练习说明 >>
请按首次出现的先后顺序,列出下方文档片段中提到的全部城市名称,省份名称除外。

==== 文档片段 ====

一个年纪稍小的“处长”讲了他1989年的经历,他那时在广东茂名工作,4月间,大家都在积极准备横幅、标语,马上就要上街游行支持学生运动了,这是党小组会、团小组会的决定。突然,上级党委下令,谁也不许再支持学生运动!谁支持,谁反动。刚刚做好的横幅、标语只好毁掉。这真是翻手为云、覆手为雨,这位“处长”那时彻底理解了什么是共产党的“政治”。
  
另一个故事是,90年代,江泽民到广东茂名考察,与当地官员泛舟江上,途中大家吃西瓜,地方官指着切好的西瓜对江XX说:“江总书记,你吃大半,我吃小半。”因为广东人说普通话不标准,江XX听成了“你吃大便,我吃小便”,甚是不悦,结果把那个可怜的地方官免职。
  
看守所里还碰到两个原南海舰队(驻广东湛江)的,他们讲了一个宋祖英的故事。宋祖英到湛江为南海舰队官兵唱歌,唱的是关于青年男女爱情的一首民歌,一句歌词是“喂……谁背我过河耶……”,宋祖英刚撒娇般的唱完这一句,底下广大官兵齐声答道:“江爷爷!”……过后宋祖英到江XX那里大哭。由于当时喊的人实在太多,也无法查出是谁带的头,这件事只好不了了之。
  
珠海看守所里时不时会关进来珠海的大小地方官,颇知道一些当地官场丑闻。由于珠海是一个环境优美的海滨之城,很多中共的高官都在珠海建有别墅。地方官对他们可说是极尽拍马之能事。前总理李鹏就是这些高官中的一位。且不说李鹏本人如何,但说他的秘书。比如说他的秘书去逛珠海的珠宝首饰店,看到一串价格不菲的钻石项链,稍驻足几秒钟,轻点头道“不错”。那么第二天这位秘书去上班,他的办公桌上肯定就放着包装精美的那串钻石项链。

==== 数据部分 ====

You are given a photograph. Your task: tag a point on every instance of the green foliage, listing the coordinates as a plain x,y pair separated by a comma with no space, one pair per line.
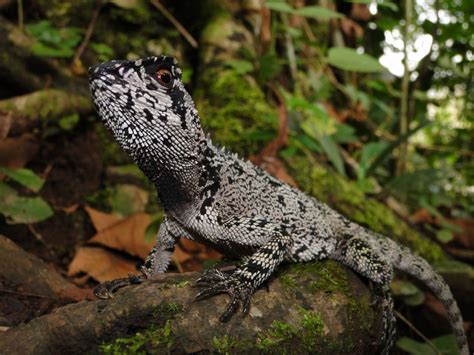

====

输出结果 >>
茂名、湛江、珠海